TASK TO COMPLETE
Please revise the material below, replacing "tag a point" with "mark a point" everywhere and leaving all else as it is.

— Start of DATASET RECORDS —

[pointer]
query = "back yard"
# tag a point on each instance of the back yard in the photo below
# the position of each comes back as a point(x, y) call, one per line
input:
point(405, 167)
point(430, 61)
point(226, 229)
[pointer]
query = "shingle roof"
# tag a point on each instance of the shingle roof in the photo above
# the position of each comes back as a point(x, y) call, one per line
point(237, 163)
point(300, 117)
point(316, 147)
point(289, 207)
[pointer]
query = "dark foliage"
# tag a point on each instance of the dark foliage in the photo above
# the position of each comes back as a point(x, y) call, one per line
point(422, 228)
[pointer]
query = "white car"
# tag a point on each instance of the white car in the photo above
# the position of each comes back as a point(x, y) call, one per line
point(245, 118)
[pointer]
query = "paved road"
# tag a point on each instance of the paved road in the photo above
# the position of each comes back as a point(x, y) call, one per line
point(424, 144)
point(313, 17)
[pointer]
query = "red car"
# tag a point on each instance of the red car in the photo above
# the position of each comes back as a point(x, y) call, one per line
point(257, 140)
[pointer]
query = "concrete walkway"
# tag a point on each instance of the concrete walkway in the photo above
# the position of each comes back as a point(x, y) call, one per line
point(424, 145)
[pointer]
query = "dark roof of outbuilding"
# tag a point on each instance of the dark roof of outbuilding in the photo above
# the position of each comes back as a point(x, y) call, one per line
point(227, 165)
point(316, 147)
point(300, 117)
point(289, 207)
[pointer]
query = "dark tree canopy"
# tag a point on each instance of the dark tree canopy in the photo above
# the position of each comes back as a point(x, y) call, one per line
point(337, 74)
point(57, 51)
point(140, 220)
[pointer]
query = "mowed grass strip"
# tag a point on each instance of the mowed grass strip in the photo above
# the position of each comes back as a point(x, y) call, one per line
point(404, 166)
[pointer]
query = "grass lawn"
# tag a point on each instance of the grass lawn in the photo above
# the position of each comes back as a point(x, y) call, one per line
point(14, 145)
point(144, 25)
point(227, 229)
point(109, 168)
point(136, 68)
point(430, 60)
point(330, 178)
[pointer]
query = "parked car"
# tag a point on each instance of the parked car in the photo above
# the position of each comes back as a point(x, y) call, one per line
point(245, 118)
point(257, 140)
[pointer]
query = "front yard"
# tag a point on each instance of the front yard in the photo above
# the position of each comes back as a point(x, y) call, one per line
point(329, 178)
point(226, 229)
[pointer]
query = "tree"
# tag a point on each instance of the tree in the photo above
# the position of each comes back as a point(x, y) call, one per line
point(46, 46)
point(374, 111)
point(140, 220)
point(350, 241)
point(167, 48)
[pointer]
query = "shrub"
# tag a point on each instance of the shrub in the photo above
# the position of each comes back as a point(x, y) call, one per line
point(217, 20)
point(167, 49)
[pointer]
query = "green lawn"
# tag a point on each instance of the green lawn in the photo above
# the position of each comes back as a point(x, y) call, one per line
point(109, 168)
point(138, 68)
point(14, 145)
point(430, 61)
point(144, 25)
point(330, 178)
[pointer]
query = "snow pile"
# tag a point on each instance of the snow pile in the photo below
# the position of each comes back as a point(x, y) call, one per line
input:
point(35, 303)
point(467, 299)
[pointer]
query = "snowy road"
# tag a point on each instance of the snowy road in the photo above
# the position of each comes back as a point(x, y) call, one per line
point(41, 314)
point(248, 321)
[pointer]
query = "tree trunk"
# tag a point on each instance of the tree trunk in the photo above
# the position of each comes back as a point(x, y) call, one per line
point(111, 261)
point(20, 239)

— End of DATASET RECORDS —

SOLUTION TO THIS PROBLEM
[pointer]
query = "back yard"
# mark a point on each instance of the back yard in the photo below
# the position of each comes back as a point(x, y) call, one per line
input:
point(405, 167)
point(430, 61)
point(226, 229)
[pointer]
query = "shingle roof"
# mark a point on each instance of the shingle roof in the photo above
# the position of each comes back as a point(x, y) call, one per line
point(237, 163)
point(300, 117)
point(316, 147)
point(289, 207)
[pointer]
query = "dark foliage"
# mark a point on each instance of the dark foliage in the photo above
# the position of each comes back as a point(x, y) call, one per line
point(422, 228)
[pointer]
query = "white car"
# mark a point on each instance of the white car in the photo above
# the position of each comes back as a point(x, y) call, one per line
point(245, 118)
[pointer]
query = "paved road"
# mark a point on each instance of the paved road in the photo above
# the position of each comes back as a point(x, y) call, one per line
point(424, 144)
point(313, 17)
[pointer]
query = "red car"
# mark a point on each instance of the red car in the photo above
# the position of each comes back as a point(x, y) call, one per line
point(257, 140)
[pointer]
query = "concrete walkway"
# mark a point on each instance of the concrete walkway in the photo above
# the position of each comes back as a point(x, y) call, one per line
point(424, 145)
[pointer]
query = "dark roof of outbuilding"
# mark a point on each instance of the dark roof of outbuilding in the photo above
# the position of each comes back as a point(x, y) call, one per line
point(227, 165)
point(316, 147)
point(300, 117)
point(289, 207)
[pointer]
query = "dark tree canopy"
# mark a point on each instance of the dark tree canopy in the photo above
# the position of each comes back as a point(x, y) call, one per line
point(337, 74)
point(57, 51)
point(140, 220)
[pointer]
query = "mowed grass strip"
# mark a point on each instance of the mowed grass strip in the photo above
# the position of each comes back as a point(x, y) call, one per line
point(404, 166)
[pointer]
query = "grass lawn"
# mark a point on each instance of the grass lawn in the photo above
# the position of each comes back as a point(x, y) call, one per line
point(14, 145)
point(144, 25)
point(227, 229)
point(109, 168)
point(136, 68)
point(430, 60)
point(330, 178)
[pointer]
query = "parked car"
# mark a point on each instance of the parked car in the photo above
# the position of each comes back as a point(x, y) call, one per line
point(245, 118)
point(257, 140)
[pointer]
query = "front yard"
# mark a point on each instance of the front yard in the photo above
# the position of each comes back as a point(x, y) call, one per line
point(329, 178)
point(226, 229)
[pointer]
query = "tree"
# mark a point on each instance of the tree in the photo above
# the position of each comes back as a point(x, y) call, one per line
point(46, 46)
point(374, 111)
point(140, 220)
point(350, 241)
point(167, 48)
[pointer]
query = "shrub"
# mark a point on each instance of the shrub in the photo above
# the position of each comes back as a point(x, y) call, one per line
point(217, 20)
point(167, 49)
[pointer]
query = "green lawn"
# mark a point on each instance of the green lawn in the photo above
# the position of each comes back as a point(x, y) call, one per line
point(109, 168)
point(138, 68)
point(14, 145)
point(430, 61)
point(144, 25)
point(330, 178)
[pointer]
query = "snow pile"
# mark a point on each instance of the snow pile in the photo below
# the position of each comes back as a point(x, y) call, one per line
input:
point(35, 303)
point(467, 299)
[pointer]
query = "snowy road"
# mark a point on each instance of the snowy road in the photo above
# the position of each comes back as a point(x, y) call, one per line
point(41, 314)
point(248, 321)
[pointer]
query = "tree trunk"
# mark a point on each instance of the tree trunk in the photo above
# the position of each comes back as a point(x, y) call, one per line
point(111, 261)
point(20, 239)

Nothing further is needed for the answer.